What you are asked to do
Count the lines in the items below that contain the word "door", with case counting. Reply with only that number.
____________________
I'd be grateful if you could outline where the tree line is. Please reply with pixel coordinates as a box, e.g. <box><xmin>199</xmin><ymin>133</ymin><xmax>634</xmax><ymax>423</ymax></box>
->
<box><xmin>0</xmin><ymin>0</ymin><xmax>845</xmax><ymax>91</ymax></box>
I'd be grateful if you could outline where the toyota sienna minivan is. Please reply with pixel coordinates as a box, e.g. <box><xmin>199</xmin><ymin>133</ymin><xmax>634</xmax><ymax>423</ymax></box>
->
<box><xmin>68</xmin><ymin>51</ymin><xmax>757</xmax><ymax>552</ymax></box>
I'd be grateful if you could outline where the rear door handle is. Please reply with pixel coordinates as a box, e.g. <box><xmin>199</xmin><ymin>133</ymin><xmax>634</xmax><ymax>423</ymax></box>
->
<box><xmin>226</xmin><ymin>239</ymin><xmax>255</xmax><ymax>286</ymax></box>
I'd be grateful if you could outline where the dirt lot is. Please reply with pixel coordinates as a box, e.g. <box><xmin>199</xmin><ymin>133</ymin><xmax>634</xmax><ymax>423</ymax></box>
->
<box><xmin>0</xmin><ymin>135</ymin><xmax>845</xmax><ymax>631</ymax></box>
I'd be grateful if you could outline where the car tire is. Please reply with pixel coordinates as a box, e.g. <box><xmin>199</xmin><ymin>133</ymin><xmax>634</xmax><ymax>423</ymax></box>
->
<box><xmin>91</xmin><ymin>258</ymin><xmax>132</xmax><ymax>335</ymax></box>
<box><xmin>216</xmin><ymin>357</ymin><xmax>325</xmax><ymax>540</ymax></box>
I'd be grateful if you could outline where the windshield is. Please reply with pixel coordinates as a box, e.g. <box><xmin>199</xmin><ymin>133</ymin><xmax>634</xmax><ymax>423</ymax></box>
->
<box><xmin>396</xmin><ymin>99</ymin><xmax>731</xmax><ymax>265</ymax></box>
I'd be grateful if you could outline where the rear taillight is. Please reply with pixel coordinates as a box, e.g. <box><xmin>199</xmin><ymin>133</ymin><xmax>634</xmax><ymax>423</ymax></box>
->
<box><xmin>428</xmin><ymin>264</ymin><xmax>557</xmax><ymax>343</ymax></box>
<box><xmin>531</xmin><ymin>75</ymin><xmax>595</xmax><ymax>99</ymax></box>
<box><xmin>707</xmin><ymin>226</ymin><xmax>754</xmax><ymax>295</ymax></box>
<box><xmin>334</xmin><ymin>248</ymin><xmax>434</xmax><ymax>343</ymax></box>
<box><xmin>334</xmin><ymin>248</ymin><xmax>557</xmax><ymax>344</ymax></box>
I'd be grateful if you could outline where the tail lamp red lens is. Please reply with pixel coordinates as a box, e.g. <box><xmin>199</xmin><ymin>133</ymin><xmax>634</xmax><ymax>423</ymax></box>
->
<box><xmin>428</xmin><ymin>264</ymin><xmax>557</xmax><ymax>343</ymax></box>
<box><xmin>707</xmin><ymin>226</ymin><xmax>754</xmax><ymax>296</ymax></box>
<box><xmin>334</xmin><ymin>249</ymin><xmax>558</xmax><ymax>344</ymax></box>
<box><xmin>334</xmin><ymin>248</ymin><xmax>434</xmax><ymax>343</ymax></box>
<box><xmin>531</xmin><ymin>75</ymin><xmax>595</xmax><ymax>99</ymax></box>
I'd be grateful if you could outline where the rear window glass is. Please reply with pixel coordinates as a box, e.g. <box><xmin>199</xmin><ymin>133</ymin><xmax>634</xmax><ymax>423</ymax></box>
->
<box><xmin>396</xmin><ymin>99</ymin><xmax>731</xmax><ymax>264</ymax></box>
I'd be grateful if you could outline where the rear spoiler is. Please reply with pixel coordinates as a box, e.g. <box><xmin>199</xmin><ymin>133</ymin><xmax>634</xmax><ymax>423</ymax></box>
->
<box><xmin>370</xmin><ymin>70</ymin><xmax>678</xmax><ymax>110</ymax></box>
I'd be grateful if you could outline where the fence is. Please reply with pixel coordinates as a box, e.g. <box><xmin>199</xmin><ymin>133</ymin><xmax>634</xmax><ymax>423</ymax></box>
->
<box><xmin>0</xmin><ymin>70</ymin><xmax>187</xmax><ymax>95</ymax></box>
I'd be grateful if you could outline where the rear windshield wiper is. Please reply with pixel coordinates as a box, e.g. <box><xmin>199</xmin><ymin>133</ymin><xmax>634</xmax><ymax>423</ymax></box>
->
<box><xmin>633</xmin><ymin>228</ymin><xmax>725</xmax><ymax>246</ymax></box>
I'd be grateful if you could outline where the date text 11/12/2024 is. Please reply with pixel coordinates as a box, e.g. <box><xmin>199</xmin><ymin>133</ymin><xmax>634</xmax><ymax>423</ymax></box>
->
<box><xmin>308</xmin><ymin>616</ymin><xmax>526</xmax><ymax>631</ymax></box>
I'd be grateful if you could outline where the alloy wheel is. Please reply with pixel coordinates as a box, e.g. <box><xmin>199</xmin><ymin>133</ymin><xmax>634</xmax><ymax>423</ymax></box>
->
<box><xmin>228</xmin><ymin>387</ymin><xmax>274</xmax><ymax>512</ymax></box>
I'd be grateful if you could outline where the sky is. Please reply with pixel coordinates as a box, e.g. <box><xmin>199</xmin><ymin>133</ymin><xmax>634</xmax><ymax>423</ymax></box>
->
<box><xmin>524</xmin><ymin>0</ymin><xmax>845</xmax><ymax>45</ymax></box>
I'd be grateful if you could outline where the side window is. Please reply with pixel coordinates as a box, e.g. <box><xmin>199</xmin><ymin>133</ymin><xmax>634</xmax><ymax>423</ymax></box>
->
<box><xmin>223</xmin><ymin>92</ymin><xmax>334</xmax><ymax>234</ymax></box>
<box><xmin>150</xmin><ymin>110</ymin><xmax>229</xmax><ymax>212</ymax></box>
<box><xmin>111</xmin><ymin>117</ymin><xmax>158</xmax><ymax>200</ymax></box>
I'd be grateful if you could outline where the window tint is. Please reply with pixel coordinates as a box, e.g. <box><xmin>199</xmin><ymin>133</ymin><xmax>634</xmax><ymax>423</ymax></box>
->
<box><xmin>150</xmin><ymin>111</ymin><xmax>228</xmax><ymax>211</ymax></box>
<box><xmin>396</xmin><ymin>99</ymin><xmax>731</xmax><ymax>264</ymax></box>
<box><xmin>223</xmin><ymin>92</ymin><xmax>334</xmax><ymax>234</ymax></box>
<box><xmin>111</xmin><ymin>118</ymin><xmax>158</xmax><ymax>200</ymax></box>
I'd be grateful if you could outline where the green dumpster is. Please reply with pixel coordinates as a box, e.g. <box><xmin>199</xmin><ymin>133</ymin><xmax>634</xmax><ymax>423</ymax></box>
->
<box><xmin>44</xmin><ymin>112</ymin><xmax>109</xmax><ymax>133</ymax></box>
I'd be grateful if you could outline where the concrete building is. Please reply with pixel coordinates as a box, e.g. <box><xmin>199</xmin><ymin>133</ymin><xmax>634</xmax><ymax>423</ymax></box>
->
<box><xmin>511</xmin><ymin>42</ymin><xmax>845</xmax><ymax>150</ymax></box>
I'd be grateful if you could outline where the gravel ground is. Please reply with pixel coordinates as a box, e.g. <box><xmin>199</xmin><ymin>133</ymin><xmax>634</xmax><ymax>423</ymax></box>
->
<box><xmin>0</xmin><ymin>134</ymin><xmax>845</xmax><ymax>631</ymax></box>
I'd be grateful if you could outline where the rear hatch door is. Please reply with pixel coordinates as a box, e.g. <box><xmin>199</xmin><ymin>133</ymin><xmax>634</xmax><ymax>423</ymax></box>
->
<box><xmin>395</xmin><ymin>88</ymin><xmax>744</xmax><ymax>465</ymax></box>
____________________
Answer for the task
2